- **Stated task**
Repeat the listing that follows, character for character, minus the pictures.
-=-=-=-=-
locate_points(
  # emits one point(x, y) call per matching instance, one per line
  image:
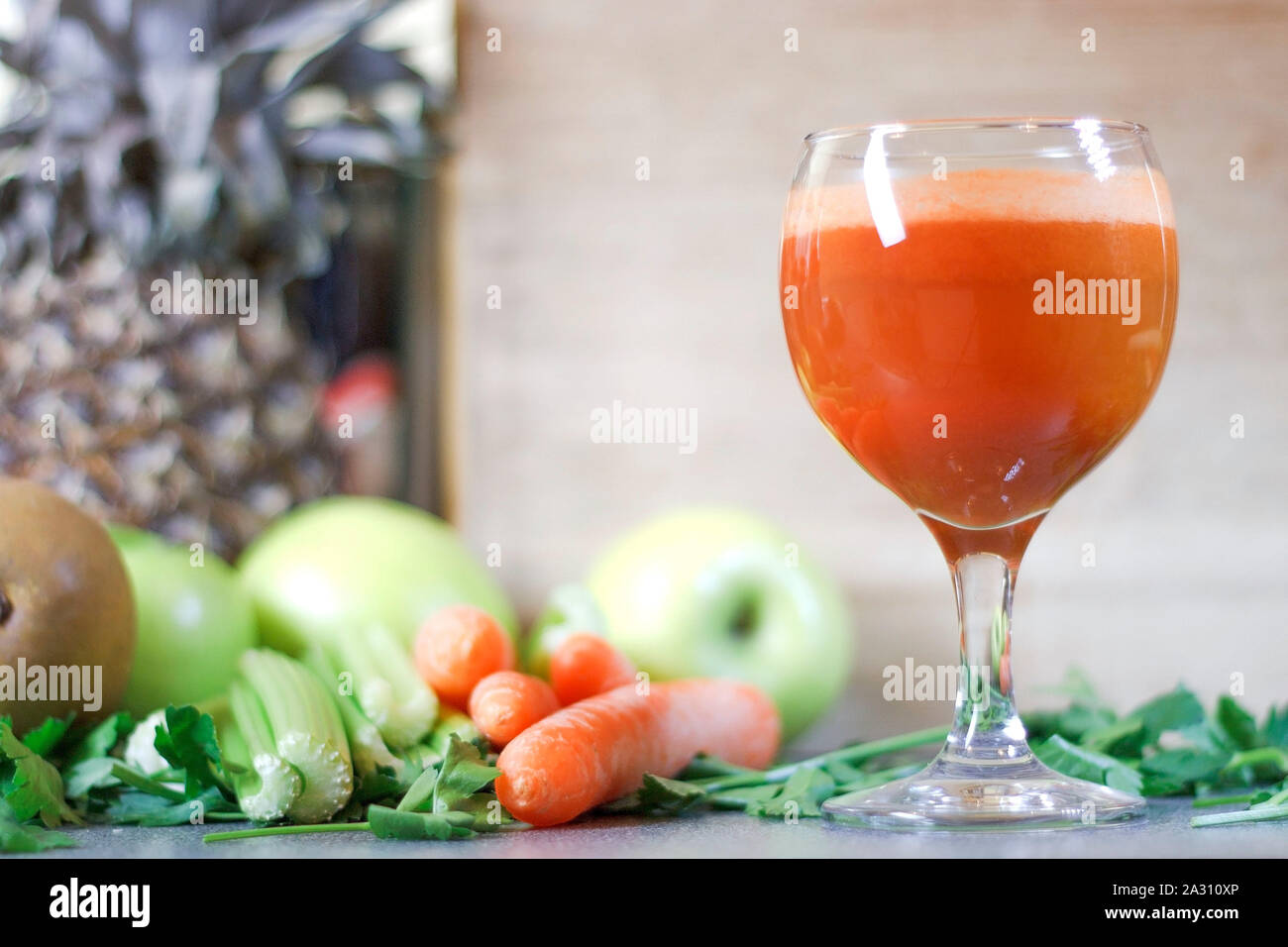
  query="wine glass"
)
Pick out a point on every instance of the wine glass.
point(979, 311)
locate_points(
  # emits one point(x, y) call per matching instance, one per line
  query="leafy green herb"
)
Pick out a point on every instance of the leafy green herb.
point(658, 796)
point(188, 742)
point(43, 740)
point(93, 774)
point(102, 740)
point(16, 836)
point(1236, 723)
point(462, 774)
point(394, 823)
point(34, 787)
point(1081, 763)
point(799, 797)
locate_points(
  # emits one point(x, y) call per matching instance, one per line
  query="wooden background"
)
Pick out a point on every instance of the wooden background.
point(664, 294)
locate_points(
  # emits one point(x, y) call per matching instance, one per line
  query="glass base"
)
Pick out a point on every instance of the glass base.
point(957, 793)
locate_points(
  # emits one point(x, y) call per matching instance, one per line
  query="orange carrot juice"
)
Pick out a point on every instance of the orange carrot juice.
point(995, 348)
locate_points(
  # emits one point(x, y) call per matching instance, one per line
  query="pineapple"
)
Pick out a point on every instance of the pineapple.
point(134, 157)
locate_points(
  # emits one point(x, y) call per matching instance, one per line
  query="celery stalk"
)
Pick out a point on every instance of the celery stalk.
point(385, 684)
point(295, 741)
point(269, 787)
point(366, 744)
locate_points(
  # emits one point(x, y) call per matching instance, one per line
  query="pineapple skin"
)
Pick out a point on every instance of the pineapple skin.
point(189, 424)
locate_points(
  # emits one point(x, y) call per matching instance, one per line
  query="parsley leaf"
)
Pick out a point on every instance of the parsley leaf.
point(188, 742)
point(462, 775)
point(16, 836)
point(393, 823)
point(35, 788)
point(800, 796)
point(103, 738)
point(1081, 763)
point(43, 740)
point(658, 795)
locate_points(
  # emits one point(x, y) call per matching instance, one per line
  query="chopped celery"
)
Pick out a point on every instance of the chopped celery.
point(294, 740)
point(369, 748)
point(385, 684)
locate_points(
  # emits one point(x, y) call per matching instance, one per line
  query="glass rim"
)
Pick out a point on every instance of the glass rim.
point(1006, 123)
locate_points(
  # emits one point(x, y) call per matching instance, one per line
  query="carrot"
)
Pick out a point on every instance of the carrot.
point(456, 648)
point(597, 750)
point(506, 702)
point(584, 665)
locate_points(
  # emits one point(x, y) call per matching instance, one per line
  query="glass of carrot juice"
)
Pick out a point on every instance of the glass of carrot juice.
point(979, 311)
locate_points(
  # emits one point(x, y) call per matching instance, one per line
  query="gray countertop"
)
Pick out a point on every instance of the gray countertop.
point(1163, 834)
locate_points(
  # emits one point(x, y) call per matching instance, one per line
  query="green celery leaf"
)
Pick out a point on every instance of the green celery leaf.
point(487, 810)
point(134, 806)
point(1236, 723)
point(14, 836)
point(103, 738)
point(658, 795)
point(1185, 766)
point(1117, 738)
point(1274, 731)
point(1173, 710)
point(702, 766)
point(410, 826)
point(421, 791)
point(35, 787)
point(89, 775)
point(188, 742)
point(742, 796)
point(1077, 686)
point(1081, 763)
point(800, 796)
point(378, 785)
point(43, 740)
point(462, 775)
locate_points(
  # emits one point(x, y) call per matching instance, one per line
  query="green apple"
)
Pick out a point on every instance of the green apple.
point(193, 621)
point(721, 592)
point(347, 562)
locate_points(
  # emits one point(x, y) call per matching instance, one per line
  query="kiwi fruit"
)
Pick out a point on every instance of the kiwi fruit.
-=-=-=-=-
- **Worked solution**
locate_points(
  # emits one point(x, y) call per matching instance, one per line
  image:
  query="wine glass"
)
Pick out a point on every instance of the wine glass.
point(979, 311)
locate_points(
  # emits one point(x, y) call per matching instance, one per line
  query="leafy green herb"
)
Pick out a point on every instance of the leafy green herb.
point(658, 796)
point(188, 742)
point(43, 740)
point(93, 774)
point(102, 740)
point(16, 836)
point(1236, 723)
point(462, 774)
point(394, 823)
point(34, 787)
point(1081, 763)
point(799, 797)
locate_points(
  # emits one point(x, y) call per matching instance, one per line
  query="wooden background"
)
Pick out a point on every instance of the wooden background.
point(664, 294)
locate_points(
  # emits one point(x, y) call per matching instance, one per line
  query="glass base"
)
Pick out a point on every instance of the glass base.
point(957, 793)
locate_points(
  # emits one point(x, y) call per matching instance, one per line
  query="orange carrot juice"
)
Pick out a point on every instance of the orange carrot juice.
point(995, 348)
locate_points(
  # emits one point(x, y) call per matching instance, one per line
  query="pineapple"
)
Pick out a point on every instance of the pineapple.
point(134, 157)
locate_points(
  # emits one point(x, y) call per matching instance, one per line
  query="celery stalk"
)
Pick out a point on every instance of the celery stalk.
point(385, 684)
point(295, 741)
point(269, 787)
point(366, 744)
locate_points(
  # emits one point(x, y) call per matching instance, one per line
  query="pineapple skin"
)
Pick out a point on every instance of the pineapple skin.
point(189, 424)
locate_points(
  # emits one point(x, y) call per matching instance, one per line
  query="parsley leaf"
)
Pick out a point on every instance of the parsley leaf.
point(188, 742)
point(462, 775)
point(16, 836)
point(393, 823)
point(35, 788)
point(800, 796)
point(103, 738)
point(1081, 763)
point(43, 740)
point(658, 795)
locate_points(
  # emits one point(x, y) call per matching instance, one per line
  query="chopped celery"
)
Pick out a point on every instance of the chopped celery.
point(294, 740)
point(369, 748)
point(385, 684)
locate_points(
  # emits one point(x, y) call per matching instance, one per line
  query="glass rim"
)
Pick out a point on every instance of the glass rim.
point(1006, 123)
locate_points(
  # emits one point(x, y) call per matching instance, one per line
  query="carrot"
)
Pick out a point on every instance of the carrot.
point(456, 648)
point(597, 750)
point(506, 702)
point(584, 665)
locate_points(
  # emits one point(x, y) call per matching instance, one per line
  query="glass of carrot juice"
)
Pick out a point on every instance of the glass of carrot juice.
point(979, 311)
locate_points(
  # emits one point(x, y) call per matching instance, one per line
  query="gray countertop"
)
Pick out a point on every instance of the gray countertop.
point(1163, 834)
locate_points(
  # emits one point(x, y) call per matching instance, one per line
  query="green celery leaf"
)
Pick out a point on every instance of the green celery leaf.
point(487, 810)
point(134, 806)
point(1236, 723)
point(14, 836)
point(103, 738)
point(658, 795)
point(1185, 766)
point(1117, 738)
point(1274, 731)
point(1173, 710)
point(702, 766)
point(410, 826)
point(421, 791)
point(35, 787)
point(89, 775)
point(188, 742)
point(742, 796)
point(1077, 686)
point(1081, 763)
point(800, 796)
point(378, 785)
point(43, 740)
point(462, 775)
locate_points(
  # emits one point(x, y) call per matching instance, one per line
  query="green apple"
)
Pick out a point on every instance of the green apple.
point(193, 621)
point(721, 592)
point(347, 562)
locate_points(
  # emits one point(x, y) call per matching instance, one per line
  query="kiwi fruit"
)
Pick out a point on every instance of the kiwi fruit.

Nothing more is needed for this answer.